What the task asks => The whole of the data is to be returned without a single change.

The data =>
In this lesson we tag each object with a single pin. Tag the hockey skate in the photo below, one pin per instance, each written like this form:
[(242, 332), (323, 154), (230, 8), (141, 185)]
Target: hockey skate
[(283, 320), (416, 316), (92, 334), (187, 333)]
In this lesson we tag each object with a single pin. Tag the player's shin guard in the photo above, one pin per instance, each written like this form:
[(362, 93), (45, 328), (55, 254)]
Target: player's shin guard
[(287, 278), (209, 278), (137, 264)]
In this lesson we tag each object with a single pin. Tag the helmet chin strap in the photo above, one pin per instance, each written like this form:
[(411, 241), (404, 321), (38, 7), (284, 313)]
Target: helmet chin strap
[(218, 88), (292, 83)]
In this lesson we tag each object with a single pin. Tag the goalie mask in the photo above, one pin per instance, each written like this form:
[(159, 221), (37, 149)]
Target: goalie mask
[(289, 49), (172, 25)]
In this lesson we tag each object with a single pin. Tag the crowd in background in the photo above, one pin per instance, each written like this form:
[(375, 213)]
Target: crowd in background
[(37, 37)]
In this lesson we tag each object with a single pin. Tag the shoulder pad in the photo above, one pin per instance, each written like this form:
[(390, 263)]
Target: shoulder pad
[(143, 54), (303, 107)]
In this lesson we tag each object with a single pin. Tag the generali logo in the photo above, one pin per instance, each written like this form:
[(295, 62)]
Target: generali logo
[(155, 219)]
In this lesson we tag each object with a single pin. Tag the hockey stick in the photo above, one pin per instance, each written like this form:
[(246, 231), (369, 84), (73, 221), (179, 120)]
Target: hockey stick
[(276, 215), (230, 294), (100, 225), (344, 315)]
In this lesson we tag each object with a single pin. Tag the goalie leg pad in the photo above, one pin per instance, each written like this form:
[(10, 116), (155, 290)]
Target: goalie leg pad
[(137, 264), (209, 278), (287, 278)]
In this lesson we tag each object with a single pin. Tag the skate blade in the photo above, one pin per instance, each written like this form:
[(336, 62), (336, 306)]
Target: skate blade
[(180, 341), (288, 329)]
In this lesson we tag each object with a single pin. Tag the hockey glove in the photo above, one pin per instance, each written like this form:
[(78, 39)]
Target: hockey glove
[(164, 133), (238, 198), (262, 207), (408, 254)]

Response =>
In this lesson we tag each object with a single pin. Tag the hockey skate in the photo below, one pin per instance, each written like this form:
[(242, 332), (323, 154), (230, 8), (141, 185)]
Target: hockey skate
[(283, 320), (416, 316), (92, 334), (187, 333)]
In this lesson we tag each object with a single pin. Tag the player's shin guard in the photo above, one pin per instance, each written like this form:
[(362, 93), (45, 328), (55, 254)]
Target: player's shin guard
[(287, 278), (209, 278), (137, 264)]
In this lesson we tag each object with a single pin. Tag the helmet chin strap in the photo above, one pin per instance, each written like this form:
[(411, 241), (404, 321), (38, 7), (284, 313)]
Target: helmet chin strap
[(218, 88), (292, 83)]
In this lesson we tag each object with a single pin. Tag the goalie mask in the photo above, one pin per instance, each written like this form:
[(159, 221), (37, 149)]
Target: goalie mask
[(289, 49), (172, 25)]
In this lesson we tag each object with a single pin. Tag the crowd in background in the photo above, one pin per instance, each written like this form:
[(375, 213)]
Target: crowd in background
[(37, 37)]
In this lesson we tag each object with a single pin. Tag the shoulder pad in the photo above, one pin per instance, each written like this form:
[(390, 263)]
Target: shoulder pad
[(143, 54), (303, 107)]
In this lesson we tag each object with a single pin. Tag the generali logo in the photo above, one pin per instance, each written like this form:
[(295, 62)]
Target: generali logo
[(155, 219)]
In this lesson we tag each object with a single pin. Tag the hockey stick in the photo above, one pin per instance, each written like this form:
[(246, 231), (369, 84), (73, 221), (179, 120)]
Target: hockey stick
[(276, 215), (230, 294), (100, 225), (344, 315)]
In this lesson we tag each object with a single pin. Tag the goalie leg pad in the photo above, one pin per instance, each written like this form:
[(10, 116), (155, 290)]
Target: goalie leg pad
[(137, 264), (209, 278), (287, 278)]
In this lesson we tag each object with a single pin. Tag the skate blade in the photo above, one pin per instance, each written like this form:
[(336, 62), (336, 306)]
Target: skate blade
[(180, 341), (288, 329)]
In this lesson we tag each object with a single pin. Tag the hockey glove in the photo above, one pin per instance, each written like this form:
[(78, 39)]
Target: hockey glove
[(164, 133), (238, 198), (262, 207), (408, 254)]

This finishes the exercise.